PROVIDED PASSAGE:
>>>

Let’s start off with a simple baseline CUDA implementation which we can build on later. As stated earlier, each element in the output array can be computed independently so it would make sense to have one thread per output index which is responsible for its computation. This means that this thread must

1. Read the input elements in it's neighbourhood.
2. Read the convolutional kernel.
3. Perform the convolution computation.
4. Write the result of the computation to it's index in the output array.
__global__ void convolution_global_memory(float *N, float *M, float *P, int Width){

int i = blockIdx.x*blockDim.x+threadIdx.x;

float Pvalue = 0;

int n_start_point = i-(MASK_WIDTH/2);

for(int j =0; j<MASK_WIDTH;j++){
if(n_start_point+j >=0 && n_start_point+j < Width){
Pvalue+= N[n_start_point+j]*M[j];
}
}

P[i]=Pvalue;
}


This code is relatively straight-forward. Each thread computes it’s $$P[i]$$ value by iterating over it’s neighbourhood of input values starting at i-(MASK_WIDTH/2) and ending at i+(MASK_WIDTH/2). The problem is that both $$N$$ and $$M$$ are in global memory so at each iteration the operation N[n_start_point+j]*M[j] involves two calls to global memory which is not as efficient as it could be.

## Optimized CUDA Implementation using Constant Memory

A couple things to notice about the convolutional operation are that the convolutional kernel is never modified and that it is almost always fairly small. For these reasons, we can increase efficiency by putting the convolutional kernel in constant memory. The CUDA runtime will initially read the convolutional kernel from global memory as before however now it will cache it since it knows it will never be modified. The disadvantage of constant memory is that it is small (only 64 KB) but since our convolutional kernel is also small this shouldn’t be a problem. Very few changes need to be made to put $$M$$ in constant memory.

First $$M$$ must be defined as a global variable with __constant__.

#define MASK_WIDTH 5
__constant__ float M[MASK_WIDTH];


Then the kernel is copied into constant memory with cudaMemcpyToSymbol.

cudaMemcpyToSymbol(M,h_M,MASK_WIDTH*sizeof(float));


Now since, $$M$$ is a global variable we can remove it from the kernel function signature.

__global__ void convolution_constant_memory(float *N, float *P, int Width){


While this is an improvement over the naive approach, there is still a lot of inefficiency associated with reading the input array from global memory.

## Even More Optimized CUDA Implementation using Shared Memory

In order to speed up the input array reads let’s put the array in shared memory. Shared memory is memory that is shared within each block and is much faster to read from than global memory. Below is the shared memory implementation.

<<<

GIVEN ENTRIES:
>>>

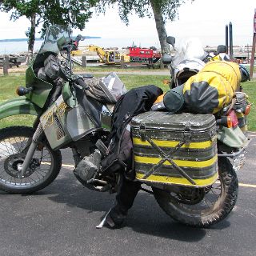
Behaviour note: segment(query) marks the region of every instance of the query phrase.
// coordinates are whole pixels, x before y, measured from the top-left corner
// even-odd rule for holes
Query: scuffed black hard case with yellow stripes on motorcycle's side
[[[146,112],[131,122],[136,178],[179,186],[210,186],[218,178],[213,114]]]

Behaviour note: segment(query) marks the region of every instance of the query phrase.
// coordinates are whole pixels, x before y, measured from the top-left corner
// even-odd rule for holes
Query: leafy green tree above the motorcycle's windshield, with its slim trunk
[[[0,0],[0,10],[11,12],[10,20],[16,21],[22,16],[30,20],[30,27],[26,31],[30,55],[34,51],[35,32],[40,23],[42,23],[42,35],[50,24],[68,26],[69,10],[72,10],[76,21],[71,26],[82,30],[85,22],[91,17],[90,7],[94,6],[94,2],[94,0]]]

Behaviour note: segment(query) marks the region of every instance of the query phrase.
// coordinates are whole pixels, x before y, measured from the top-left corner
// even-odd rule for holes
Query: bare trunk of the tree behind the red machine
[[[158,38],[161,46],[161,52],[162,54],[170,53],[170,46],[166,42],[167,34],[166,34],[165,22],[162,17],[161,7],[158,5],[158,0],[150,0],[150,5],[152,6],[152,10],[154,13],[154,20],[155,20],[155,25],[158,31]]]

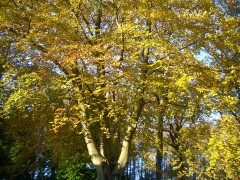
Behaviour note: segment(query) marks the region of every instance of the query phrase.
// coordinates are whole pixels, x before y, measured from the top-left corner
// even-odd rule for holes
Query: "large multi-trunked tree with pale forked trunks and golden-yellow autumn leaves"
[[[41,145],[42,130],[44,145],[64,149],[53,137],[73,132],[67,141],[84,138],[86,149],[81,140],[66,149],[87,151],[99,180],[121,179],[131,145],[152,130],[156,143],[164,128],[177,131],[177,141],[183,121],[200,122],[230,99],[236,114],[238,64],[226,66],[225,80],[238,82],[232,94],[220,92],[228,84],[222,62],[239,50],[238,19],[220,1],[7,0],[0,7],[1,58],[15,68],[3,77],[14,89],[3,113],[16,132],[36,137],[20,138],[20,147]],[[162,145],[153,148],[161,156]]]

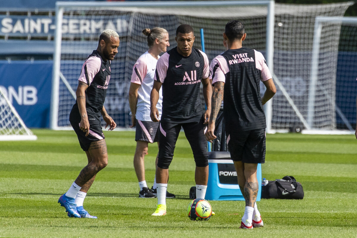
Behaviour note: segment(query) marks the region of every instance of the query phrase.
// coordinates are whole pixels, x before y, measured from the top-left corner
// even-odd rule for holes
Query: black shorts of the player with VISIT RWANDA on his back
[[[251,131],[227,132],[228,150],[233,161],[265,163],[265,128]]]

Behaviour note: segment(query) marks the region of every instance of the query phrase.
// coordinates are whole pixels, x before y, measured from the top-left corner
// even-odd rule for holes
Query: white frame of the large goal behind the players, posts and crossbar
[[[64,9],[76,9],[77,7],[96,7],[97,9],[110,9],[115,7],[119,10],[128,8],[143,9],[146,7],[212,7],[212,6],[267,6],[267,26],[266,26],[266,62],[271,72],[273,72],[273,54],[274,54],[274,0],[242,0],[242,1],[145,1],[145,2],[56,2],[56,31],[55,31],[55,51],[53,56],[53,71],[52,71],[52,92],[51,92],[51,107],[50,107],[50,128],[52,130],[64,130],[65,128],[58,126],[58,108],[59,108],[59,86],[60,80],[66,80],[61,76],[60,60],[61,60],[61,40],[62,40],[62,18]],[[67,84],[66,84],[67,85]],[[68,87],[68,86],[67,86]],[[70,89],[69,89],[70,90]],[[73,92],[71,92],[73,95]],[[265,113],[267,118],[268,133],[271,131],[272,118],[272,100],[265,105]]]

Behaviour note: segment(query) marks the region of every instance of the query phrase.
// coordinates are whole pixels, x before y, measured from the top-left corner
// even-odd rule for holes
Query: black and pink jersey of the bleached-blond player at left
[[[88,116],[100,117],[107,88],[110,81],[110,60],[103,60],[99,52],[94,50],[84,62],[78,81],[88,85],[85,91],[86,110]],[[77,100],[70,113],[70,121],[80,121]]]

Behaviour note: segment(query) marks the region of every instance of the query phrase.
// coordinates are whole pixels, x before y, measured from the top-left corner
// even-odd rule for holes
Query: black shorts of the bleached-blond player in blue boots
[[[79,145],[81,146],[83,151],[88,151],[90,147],[90,143],[93,141],[100,141],[105,138],[103,131],[102,131],[102,126],[100,125],[100,120],[89,120],[89,134],[86,136],[86,132],[82,131],[79,128],[80,123],[79,122],[72,122],[70,121],[71,126],[74,129],[74,132],[76,132]]]

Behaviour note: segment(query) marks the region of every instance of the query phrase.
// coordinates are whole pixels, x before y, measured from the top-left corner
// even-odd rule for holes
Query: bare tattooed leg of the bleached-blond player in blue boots
[[[89,147],[89,154],[92,158],[91,162],[82,169],[75,183],[85,189],[89,189],[94,181],[95,175],[108,164],[108,153],[105,140],[92,142]],[[88,182],[87,186],[86,183]]]

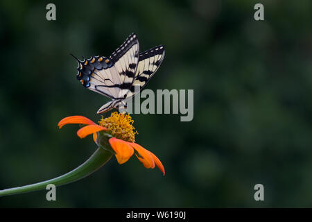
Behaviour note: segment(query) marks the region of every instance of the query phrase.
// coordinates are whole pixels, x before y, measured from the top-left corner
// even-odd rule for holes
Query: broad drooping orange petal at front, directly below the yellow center
[[[125,142],[122,139],[112,137],[108,142],[110,142],[110,146],[112,146],[113,150],[116,152],[115,156],[119,164],[127,162],[135,152],[128,142]]]

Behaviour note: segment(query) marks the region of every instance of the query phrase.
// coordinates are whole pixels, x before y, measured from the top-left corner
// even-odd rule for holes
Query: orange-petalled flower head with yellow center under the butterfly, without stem
[[[119,164],[127,162],[135,153],[139,161],[144,164],[144,167],[153,169],[156,165],[162,171],[163,175],[165,174],[162,162],[160,162],[153,153],[135,143],[135,134],[137,134],[137,132],[132,126],[133,120],[129,114],[113,112],[111,116],[106,119],[102,117],[101,121],[99,121],[99,125],[83,116],[66,117],[58,123],[58,126],[62,128],[62,126],[70,123],[87,125],[80,128],[80,130],[77,131],[77,135],[80,138],[84,138],[87,135],[93,134],[95,143],[98,136],[96,133],[100,131],[104,130],[108,136],[112,135],[112,137],[108,139],[108,142]]]

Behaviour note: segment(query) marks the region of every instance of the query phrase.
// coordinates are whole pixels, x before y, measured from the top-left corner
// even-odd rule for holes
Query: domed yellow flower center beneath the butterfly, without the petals
[[[134,120],[130,114],[123,114],[119,112],[112,112],[110,117],[98,121],[100,126],[107,128],[107,133],[128,142],[135,142],[135,135],[137,130],[132,126]]]

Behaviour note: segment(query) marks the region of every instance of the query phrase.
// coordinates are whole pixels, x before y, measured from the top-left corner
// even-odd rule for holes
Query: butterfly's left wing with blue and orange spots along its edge
[[[83,86],[110,99],[125,98],[135,78],[138,61],[139,41],[132,33],[110,58],[92,56],[88,60],[78,60],[77,78]]]

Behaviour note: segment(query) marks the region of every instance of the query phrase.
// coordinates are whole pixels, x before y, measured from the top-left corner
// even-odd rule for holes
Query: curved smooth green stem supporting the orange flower
[[[103,148],[98,148],[89,159],[81,164],[76,169],[73,169],[69,173],[65,173],[62,176],[59,176],[58,178],[54,178],[51,180],[46,180],[43,182],[37,182],[33,185],[26,185],[23,187],[14,187],[10,189],[3,189],[0,190],[0,196],[6,196],[11,194],[21,194],[26,193],[30,191],[37,191],[40,189],[45,189],[46,185],[53,184],[55,186],[60,185],[66,185],[70,182],[74,182],[76,180],[80,180],[82,178],[85,178],[89,174],[93,173],[94,171],[97,171],[103,165],[110,160],[110,157],[112,157],[112,153],[110,151],[106,151]]]

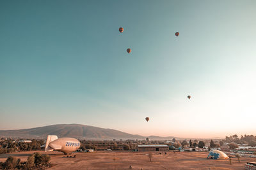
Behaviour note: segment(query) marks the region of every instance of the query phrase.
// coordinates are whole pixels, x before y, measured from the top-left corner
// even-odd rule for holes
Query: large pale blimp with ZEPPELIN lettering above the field
[[[48,135],[45,144],[45,152],[58,150],[67,155],[80,148],[80,142],[75,138],[59,138],[56,135]]]

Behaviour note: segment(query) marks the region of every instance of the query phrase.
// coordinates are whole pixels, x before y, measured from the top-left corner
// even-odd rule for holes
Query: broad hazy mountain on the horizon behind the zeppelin
[[[80,124],[59,124],[47,125],[44,127],[35,127],[31,129],[0,131],[0,137],[11,138],[46,138],[48,134],[61,137],[79,138],[79,139],[146,139],[145,136],[128,134],[113,129],[104,129],[90,125]],[[172,139],[173,137],[151,136],[152,140]],[[148,137],[151,139],[150,137]]]

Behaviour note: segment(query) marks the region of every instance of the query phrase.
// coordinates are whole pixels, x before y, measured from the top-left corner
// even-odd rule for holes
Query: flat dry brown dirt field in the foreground
[[[38,151],[45,153],[44,151]],[[0,161],[8,156],[19,157],[25,161],[33,152],[6,153],[0,155]],[[152,162],[149,162],[147,152],[92,152],[73,153],[76,158],[63,157],[61,152],[50,152],[52,167],[49,169],[244,169],[246,161],[256,162],[254,158],[241,157],[229,160],[206,159],[207,152],[167,152],[157,154],[152,152]]]

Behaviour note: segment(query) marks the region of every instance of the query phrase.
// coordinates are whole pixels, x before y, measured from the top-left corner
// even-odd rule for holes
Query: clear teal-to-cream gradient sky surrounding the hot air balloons
[[[0,129],[255,135],[255,9],[253,0],[0,1]]]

<<<

ASSIGNMENT 1: Name every type of GPU memory that the convolution tutorial mentions.
ASSIGNMENT 2: In the convolution tutorial, substitute "worker" for "thread" and write out the part that begins at the words "Let’s start off" and stops after "in it's neighbourhood.".

OUTPUT 1: Global memory, constant memory, shared memory

OUTPUT 2:
Let’s start off with a simple baseline CUDA implementation which we can build on later. As stated earlier, each element in the output array can be computed independently so it would make sense to have one worker per output index which is responsible for its computation. This means that this worker must

1. Read the input elements in it's neighbourhood.